◆ Фрагмент документа:
* * *

История разветвленного и влиятельного суфражистского клана Брайтов-Макларенов, в котором - неслыханное для викторианской эпохи дело! -девочек и мальчиков воспитывали одинаково, а мужчины сознательно выбирали себе в жёны убежденных феминисток, становится порталом в пространство раннего суфражизма, зажатого между прогрессивной идеей равенства с одной стороны и консервативным представлением о «чистоте нравов» с другой. Трагический раскол знаменитой суфражистской семьи Панкхерст (глава семьи, Эммелин, и старшая из ее дочерей в борьбе за права женщин признавали приемлемыми все методы - вплоть до террористических, однако младшие дочери их не поддержали) оказывается способом поговорить о разных взглядах в феминизме начала XX века.
Прослеживая миграцию социальной нормы от «полной умственной слепоты», считавшейся эталоном женского поведения в первой трети XIX века, к практически полному экономическому и политическому равноправию всего лишь сотней лет позже, Шнырова избегает навязчивых параллелей с сегодняшним днем. Она лишь показывает относительность и изменчивость наших представлений о норме и принципиальную возможность (а при направленном усилии - и необратимость) любых социальных сдвигов.
Истории Вещей
Тереза О’Нил
Это неприлично! Руководство по сексу, манерам и премудростям замужества для викторианской леди
Книга Терезы О’Нил выдержана в респектабельном жанре страшилок об ужасах жизни в прежние времена и рассказывает преимущественно о телесной, физиологической стороне жизни женщины в XIX веке. Поступательно двигаясь от всевозможных ухищрений, призванных придать женщине привлекательность в глазах противоположного пола, в сторону бытовых тягот супружества. О’Нил широкими мазками рисует картину бедственного положения женщины в эпоху, которая многим представляется изысканной и галантной. Впрочем, драматизм того, о чем она пишет, отчасти скрадывается легким и обаятельным тоном повествования: всевозможные ужасы перемежаются у О’Нил шутками и остроумными параллелями с сегодняшним днем, призванными убедить читательницу в несравненном превосходстве ее образа жизни над тем, который выпал на долю несчастных викторианок.

* * *

◆ Предоставленные записи:
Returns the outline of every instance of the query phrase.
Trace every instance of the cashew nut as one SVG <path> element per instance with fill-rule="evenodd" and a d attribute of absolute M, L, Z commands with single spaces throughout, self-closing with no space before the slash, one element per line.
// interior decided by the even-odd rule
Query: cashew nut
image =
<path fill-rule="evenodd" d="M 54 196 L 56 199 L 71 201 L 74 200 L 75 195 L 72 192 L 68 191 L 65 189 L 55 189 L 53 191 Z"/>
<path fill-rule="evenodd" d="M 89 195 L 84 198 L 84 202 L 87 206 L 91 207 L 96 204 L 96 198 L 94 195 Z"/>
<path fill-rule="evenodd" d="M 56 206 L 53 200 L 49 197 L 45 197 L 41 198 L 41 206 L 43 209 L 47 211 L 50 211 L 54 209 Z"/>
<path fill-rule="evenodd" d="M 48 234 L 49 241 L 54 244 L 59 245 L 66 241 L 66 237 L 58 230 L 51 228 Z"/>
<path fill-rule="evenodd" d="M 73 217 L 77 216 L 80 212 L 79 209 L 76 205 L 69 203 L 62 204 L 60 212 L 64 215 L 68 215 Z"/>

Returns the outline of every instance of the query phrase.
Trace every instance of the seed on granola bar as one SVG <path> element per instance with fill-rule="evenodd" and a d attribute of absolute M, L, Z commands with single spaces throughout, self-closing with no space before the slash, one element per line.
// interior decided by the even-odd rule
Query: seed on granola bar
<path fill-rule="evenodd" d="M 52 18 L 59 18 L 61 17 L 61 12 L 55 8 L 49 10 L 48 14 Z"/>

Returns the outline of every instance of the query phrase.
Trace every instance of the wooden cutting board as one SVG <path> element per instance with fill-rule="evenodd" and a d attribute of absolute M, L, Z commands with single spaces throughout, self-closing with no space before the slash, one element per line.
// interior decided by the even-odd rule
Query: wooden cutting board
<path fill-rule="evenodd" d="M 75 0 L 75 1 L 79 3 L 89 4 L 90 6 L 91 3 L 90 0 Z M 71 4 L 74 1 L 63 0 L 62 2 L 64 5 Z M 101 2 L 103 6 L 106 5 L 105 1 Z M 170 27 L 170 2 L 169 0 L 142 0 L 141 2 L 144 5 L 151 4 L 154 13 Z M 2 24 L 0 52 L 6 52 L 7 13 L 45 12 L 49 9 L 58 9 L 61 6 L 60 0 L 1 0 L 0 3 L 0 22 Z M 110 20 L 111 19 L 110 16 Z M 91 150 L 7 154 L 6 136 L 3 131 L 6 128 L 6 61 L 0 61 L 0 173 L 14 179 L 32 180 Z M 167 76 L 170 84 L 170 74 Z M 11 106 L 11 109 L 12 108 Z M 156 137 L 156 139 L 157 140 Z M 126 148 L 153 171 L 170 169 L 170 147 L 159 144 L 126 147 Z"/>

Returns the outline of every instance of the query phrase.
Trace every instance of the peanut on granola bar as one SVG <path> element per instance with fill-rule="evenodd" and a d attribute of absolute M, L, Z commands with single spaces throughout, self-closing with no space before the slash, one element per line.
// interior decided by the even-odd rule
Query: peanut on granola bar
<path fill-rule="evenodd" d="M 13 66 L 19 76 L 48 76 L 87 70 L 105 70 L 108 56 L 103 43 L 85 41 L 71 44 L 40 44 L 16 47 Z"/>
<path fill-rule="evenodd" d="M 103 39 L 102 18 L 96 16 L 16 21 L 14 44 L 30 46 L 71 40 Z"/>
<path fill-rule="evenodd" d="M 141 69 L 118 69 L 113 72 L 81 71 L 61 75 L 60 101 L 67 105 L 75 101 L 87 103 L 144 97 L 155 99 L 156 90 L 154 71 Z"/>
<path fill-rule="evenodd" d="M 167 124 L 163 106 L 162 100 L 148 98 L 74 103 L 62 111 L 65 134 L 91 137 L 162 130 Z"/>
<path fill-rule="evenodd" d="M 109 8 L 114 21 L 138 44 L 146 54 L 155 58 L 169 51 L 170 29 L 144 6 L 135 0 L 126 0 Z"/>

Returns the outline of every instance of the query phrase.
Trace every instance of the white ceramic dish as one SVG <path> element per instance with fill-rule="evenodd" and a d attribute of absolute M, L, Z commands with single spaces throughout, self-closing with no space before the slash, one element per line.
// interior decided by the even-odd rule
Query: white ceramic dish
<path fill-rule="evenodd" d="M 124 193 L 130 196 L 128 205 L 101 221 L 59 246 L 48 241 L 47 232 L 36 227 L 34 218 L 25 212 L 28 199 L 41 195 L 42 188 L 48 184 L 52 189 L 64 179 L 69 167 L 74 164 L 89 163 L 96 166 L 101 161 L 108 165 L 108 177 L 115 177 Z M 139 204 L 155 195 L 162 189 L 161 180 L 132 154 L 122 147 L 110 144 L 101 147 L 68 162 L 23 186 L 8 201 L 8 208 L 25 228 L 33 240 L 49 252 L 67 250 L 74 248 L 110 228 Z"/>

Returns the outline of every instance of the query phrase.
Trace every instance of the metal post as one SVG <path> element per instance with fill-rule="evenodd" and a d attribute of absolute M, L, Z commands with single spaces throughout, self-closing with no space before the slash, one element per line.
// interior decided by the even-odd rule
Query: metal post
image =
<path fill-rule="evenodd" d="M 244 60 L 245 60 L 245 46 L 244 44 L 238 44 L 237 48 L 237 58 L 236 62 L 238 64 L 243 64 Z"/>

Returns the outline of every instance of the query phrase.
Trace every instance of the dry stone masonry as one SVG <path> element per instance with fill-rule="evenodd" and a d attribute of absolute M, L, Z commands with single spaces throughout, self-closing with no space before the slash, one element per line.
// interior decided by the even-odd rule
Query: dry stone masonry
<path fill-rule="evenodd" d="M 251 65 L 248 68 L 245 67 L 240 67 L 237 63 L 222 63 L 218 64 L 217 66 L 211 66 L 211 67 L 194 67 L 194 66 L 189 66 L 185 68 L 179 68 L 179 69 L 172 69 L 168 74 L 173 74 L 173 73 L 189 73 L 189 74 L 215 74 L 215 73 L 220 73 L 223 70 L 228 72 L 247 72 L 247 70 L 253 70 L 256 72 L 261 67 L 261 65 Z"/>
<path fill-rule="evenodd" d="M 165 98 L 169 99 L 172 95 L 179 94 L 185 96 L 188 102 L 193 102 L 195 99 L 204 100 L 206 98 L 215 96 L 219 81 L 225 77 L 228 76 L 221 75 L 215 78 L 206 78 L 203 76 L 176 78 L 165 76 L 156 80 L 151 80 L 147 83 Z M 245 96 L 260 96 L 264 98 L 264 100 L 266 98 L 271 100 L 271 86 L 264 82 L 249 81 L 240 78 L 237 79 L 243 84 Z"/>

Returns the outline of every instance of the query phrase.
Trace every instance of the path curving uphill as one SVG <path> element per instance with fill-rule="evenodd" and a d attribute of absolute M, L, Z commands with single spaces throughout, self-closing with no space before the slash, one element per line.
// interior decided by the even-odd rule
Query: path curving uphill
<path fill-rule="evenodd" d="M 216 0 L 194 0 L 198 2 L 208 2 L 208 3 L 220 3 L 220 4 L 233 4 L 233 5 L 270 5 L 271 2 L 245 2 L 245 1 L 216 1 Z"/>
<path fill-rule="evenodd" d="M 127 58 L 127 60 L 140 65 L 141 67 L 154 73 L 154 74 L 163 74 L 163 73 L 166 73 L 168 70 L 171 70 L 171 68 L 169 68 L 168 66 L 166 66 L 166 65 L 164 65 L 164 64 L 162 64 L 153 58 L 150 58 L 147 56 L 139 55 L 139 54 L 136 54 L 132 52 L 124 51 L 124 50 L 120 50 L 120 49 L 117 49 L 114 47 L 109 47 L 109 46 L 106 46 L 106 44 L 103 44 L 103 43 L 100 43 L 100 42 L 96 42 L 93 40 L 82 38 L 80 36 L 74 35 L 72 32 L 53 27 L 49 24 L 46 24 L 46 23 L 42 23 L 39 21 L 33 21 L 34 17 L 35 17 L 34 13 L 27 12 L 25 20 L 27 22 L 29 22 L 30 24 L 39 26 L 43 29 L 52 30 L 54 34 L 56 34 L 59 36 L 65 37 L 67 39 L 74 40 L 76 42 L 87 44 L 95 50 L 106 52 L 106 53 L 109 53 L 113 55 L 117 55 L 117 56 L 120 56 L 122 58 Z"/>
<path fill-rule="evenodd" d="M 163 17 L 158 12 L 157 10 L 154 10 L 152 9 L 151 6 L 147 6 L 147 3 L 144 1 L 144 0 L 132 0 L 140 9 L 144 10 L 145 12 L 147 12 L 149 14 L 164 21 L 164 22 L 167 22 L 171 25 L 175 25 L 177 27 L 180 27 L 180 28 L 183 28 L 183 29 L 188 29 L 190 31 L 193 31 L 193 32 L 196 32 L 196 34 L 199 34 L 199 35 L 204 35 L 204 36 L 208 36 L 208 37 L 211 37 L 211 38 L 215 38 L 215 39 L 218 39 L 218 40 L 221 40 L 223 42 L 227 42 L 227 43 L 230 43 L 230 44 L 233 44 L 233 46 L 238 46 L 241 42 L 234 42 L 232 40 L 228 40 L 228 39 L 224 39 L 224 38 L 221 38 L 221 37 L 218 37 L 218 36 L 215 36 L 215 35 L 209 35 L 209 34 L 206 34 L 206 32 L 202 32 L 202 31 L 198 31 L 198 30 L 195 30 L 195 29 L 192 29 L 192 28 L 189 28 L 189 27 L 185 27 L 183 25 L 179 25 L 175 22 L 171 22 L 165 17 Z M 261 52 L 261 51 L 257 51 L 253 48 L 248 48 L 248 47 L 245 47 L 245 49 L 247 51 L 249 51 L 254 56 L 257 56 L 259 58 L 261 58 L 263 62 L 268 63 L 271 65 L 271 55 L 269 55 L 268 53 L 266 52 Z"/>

* * *

◆ Задание A: Продублируйте из фрагмента документа текст между «Прослеживая миграцию социальной» и «любых социальных сдвигов.» включительно.
◆ Задание B: Продолжите обзор книг о положении женщин в XIX веке, начав сразу после его последнего предложения.

◆ Ответ к заданию A:
Прослеживая миграцию социальной нормы от «полной умственной слепоты», считавшейся эталоном женского поведения в первой трети XIX века, к практически полному экономическому и политическому равноправию всего лишь сотней лет позже, Шнырова избегает навязчивых параллелей с сегодняшним днем. Она лишь показывает относительность и изменчивость наших представлений о норме и принципиальную возможность (а при направленном усилии - и необратимость) любых социальных сдвигов.

◆ Ответ к заданию B:
Что же такого ужасного в жизни женщины XIX века? В первую очередь, конечно, страшно неудобная одежда и полное отсутствие гигиены. Женщины практически не мылись (мытье головы было рекомендовано в среднем раз в месяц, а теплые ванны считались излишеством и верным путем к распущенности), а их одежда - за вычетом нижних рубашек - не предполагала стирки и при этом носилась годами. В многослойных роскошных нарядах, которыми мы любуемся на портретах, было одновременно удушающе жарко и чудовищно холодно, поскольку вплоть до начала XX века штанины женских панталон не были сшиты, то есть, попросту говоря, еще каких-нибудь сто лет назад в любую погоду и во все дни месяца женщины ходили без трусов. А еще, разумеется, от женщин пахло, и тяжелые запахи немытого тела приходилось заглушать не менее тяжелыми парфюмерными ароматами.
Уход за собой был практически недоступен, косметика жестоко порицалась обществом (и небезосновательно - самые лучшие белила того времени делались на основе смертельно опасного свинца), а лучшим способом сохранить цветущую молодость кожи считалось сырое мясо - его рекомендовалось привязывать к лицу на ночь.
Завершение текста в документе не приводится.